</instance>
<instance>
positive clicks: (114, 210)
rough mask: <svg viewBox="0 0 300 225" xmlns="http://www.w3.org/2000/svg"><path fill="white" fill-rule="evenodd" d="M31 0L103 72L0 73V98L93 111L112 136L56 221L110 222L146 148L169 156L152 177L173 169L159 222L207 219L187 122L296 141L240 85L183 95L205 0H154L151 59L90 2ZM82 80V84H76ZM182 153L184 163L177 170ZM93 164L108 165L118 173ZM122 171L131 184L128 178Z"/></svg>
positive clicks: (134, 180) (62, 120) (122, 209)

> **Exercise**
Every record must be set down again exactly.

> **Exercise solution**
</instance>
<instance>
positive clicks: (114, 210)
rough mask: <svg viewBox="0 0 300 225" xmlns="http://www.w3.org/2000/svg"><path fill="white" fill-rule="evenodd" d="M31 0L103 72L0 73V98L93 111L112 136L56 221L110 222L146 148L169 156L152 177L173 169L159 222L207 219L187 122L296 141L240 85L183 95L205 0H154L151 59L90 2ZM82 80V84H76ZM182 153L184 163L177 170ZM93 164L108 165L118 173ZM122 171L131 184L128 178Z"/></svg>
positive clicks: (134, 180) (62, 120) (122, 209)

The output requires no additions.